**Reading passage:**
---
As the Nationalists were forfeiting the confidence of the people, the Communists were rapidly gaining stature in north China. When Soviet forces withdrew in the summer of 1947, the Communists began to consolidate control over Manchuria, employing well-honed skills in educating those under their control to look at the incipient civil war as a class struggle. As committed recruits expanded the Communists’ numbers, Chiang’s forces were being depleted by a growing discontent within the military that reflected the discontent within the general population. During both World War II and then the Chinese civil war, the KMT exempted young men of privilege from the draft while conscripting sons of peasant families. Ill fed, ill equipped, ill paid, and physically abused by their superiors, many of these Nationalist soldiers deserted at the earliest opportunity, often switching sides to join the Communists. By 1948, the Communists had 1.5 million troops—and each new victory brought more men and arms over to them.
During this period, some upper-class Chinese, alarmed by the successes of the Communists, began to leave the country. But most, even among the wealthy, did not emigrate immediately. For it is a reality universally acknowledged that to leave one’s community, to abandon one’s business or profession, to discard whatever wealth and status has been achieved over a lifetime and start all over again in a new country requires uncommon courage and resolve. For the majority of upper-class Chinese, it seemed better to sit tight and hope what they were witnessing was a transient political aberration, nothing more, and that everything would soon settle back to normal.
As 1948 slid into 1949, the Communists destroyed KMT forces in the north and then turned south into central China. One by one, major regions fell under Communist control: Shenyang, Manchuria, Tianjin, Beijing. In April 1949, the Communists seized Nanjing, the Nationalist capital, and in May, Shanghai, the country’s most populous city. There was no longer any doubt which side would be the victor.
Much of what remained of the establishment—bureaucrats, businessmen, intellectuals—now left in great haste. Abandoning businesses, homes, and real estate, they sewed gold bullion and jewelry into belts and seams of clothes, even shoes, and shoved their way onto trains so mobbed that people clung to the tops and sides of the railway cars in order to get away. During later stages of their journey, many left trunks and suitcases filled with cherished family possessions at the side of the road.
---
**Recorded data:**

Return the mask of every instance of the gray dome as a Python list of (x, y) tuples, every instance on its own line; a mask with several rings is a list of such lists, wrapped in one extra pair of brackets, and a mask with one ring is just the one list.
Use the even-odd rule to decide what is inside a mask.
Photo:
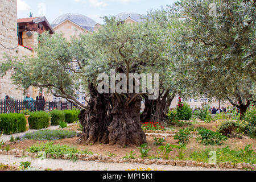
[(130, 17), (131, 19), (135, 20), (137, 22), (142, 22), (143, 20), (141, 18), (141, 15), (136, 13), (121, 13), (115, 16), (115, 18), (121, 21), (125, 20), (128, 18)]
[(57, 18), (52, 23), (53, 27), (68, 19), (88, 30), (93, 31), (97, 24), (92, 19), (80, 14), (68, 13)]

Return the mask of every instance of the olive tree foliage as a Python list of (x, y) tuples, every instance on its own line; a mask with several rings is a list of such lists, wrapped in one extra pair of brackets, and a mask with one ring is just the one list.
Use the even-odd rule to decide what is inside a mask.
[(85, 89), (81, 87), (84, 75), (80, 68), (89, 60), (86, 43), (75, 38), (69, 42), (61, 34), (51, 36), (48, 32), (43, 33), (39, 40), (35, 56), (21, 59), (9, 56), (3, 60), (2, 76), (13, 69), (11, 79), (16, 85), (47, 88), (55, 97), (84, 107), (76, 100), (75, 91)]
[(170, 7), (185, 26), (176, 48), (195, 93), (228, 100), (241, 115), (255, 101), (255, 2), (181, 0)]

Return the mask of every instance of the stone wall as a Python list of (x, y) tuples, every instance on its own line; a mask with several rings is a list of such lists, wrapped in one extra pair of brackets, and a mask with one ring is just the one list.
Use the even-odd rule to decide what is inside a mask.
[(78, 37), (80, 34), (88, 32), (85, 31), (84, 28), (69, 20), (65, 21), (57, 25), (53, 28), (53, 30), (55, 33), (63, 33), (64, 34), (63, 37), (65, 38), (68, 40), (70, 40), (72, 36)]
[[(0, 0), (0, 43), (9, 48), (13, 48), (18, 45), (17, 36), (17, 2), (16, 0)], [(14, 49), (9, 49), (0, 45), (0, 61), (5, 53), (9, 55), (16, 55)], [(14, 97), (20, 95), (22, 91), (16, 90), (17, 86), (13, 85), (10, 81), (11, 72), (3, 78), (0, 78), (0, 99), (11, 94)]]

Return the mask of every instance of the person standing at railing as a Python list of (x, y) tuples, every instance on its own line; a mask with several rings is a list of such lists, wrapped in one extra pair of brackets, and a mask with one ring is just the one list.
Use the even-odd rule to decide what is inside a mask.
[(44, 106), (46, 103), (44, 97), (43, 96), (42, 93), (39, 92), (39, 96), (36, 97), (36, 109), (38, 110), (44, 110)]
[(30, 97), (30, 94), (28, 93), (27, 96), (24, 98), (24, 102), (26, 105), (26, 109), (30, 110), (30, 111), (34, 111), (35, 110), (35, 107), (34, 106), (34, 99)]

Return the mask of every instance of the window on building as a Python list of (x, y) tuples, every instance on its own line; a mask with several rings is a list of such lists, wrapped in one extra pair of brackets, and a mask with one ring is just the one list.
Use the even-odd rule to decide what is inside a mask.
[(23, 45), (23, 43), (22, 42), (22, 32), (18, 32), (18, 43), (19, 45)]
---
**Requirement 1:** In the passage on the Chinese civil war, how many troops did the Communists have by 1948?
**Requirement 2:** Give the rows from their first line through the line containing "2), (181, 0)]" as a JSON list of strings, one string per line, with blank lines and the picture left out.

**Full response 1:** 1.5 million

**Full response 2:**
[
  "Return the mask of every instance of the gray dome as a Python list of (x, y) tuples, every instance on its own line; a mask with several rings is a list of such lists, wrapped in one extra pair of brackets, and a mask with one ring is just the one list.",
  "Use the even-odd rule to decide what is inside a mask.",
  "Photo:",
  "[(130, 17), (131, 19), (135, 20), (137, 22), (142, 22), (143, 20), (141, 18), (141, 15), (136, 13), (121, 13), (115, 16), (115, 18), (121, 21), (125, 20), (128, 18)]",
  "[(57, 18), (52, 23), (53, 27), (68, 19), (88, 30), (93, 31), (97, 24), (92, 19), (80, 14), (68, 13)]",
  "Return the mask of every instance of the olive tree foliage as a Python list of (x, y) tuples, every instance on its own line; a mask with several rings is a list of such lists, wrapped in one extra pair of brackets, and a mask with one ring is just the one list.",
  "Use the even-odd rule to decide what is inside a mask.",
  "[(85, 89), (81, 87), (84, 75), (80, 68), (89, 60), (86, 43), (75, 38), (69, 42), (61, 34), (51, 36), (48, 32), (43, 33), (39, 40), (35, 56), (21, 59), (9, 56), (3, 60), (2, 76), (13, 69), (11, 79), (16, 85), (47, 88), (55, 97), (84, 107), (76, 100), (75, 91)]",
  "[(170, 7), (185, 26), (176, 48), (195, 93), (228, 100), (241, 115), (255, 101), (255, 2), (181, 0)]"
]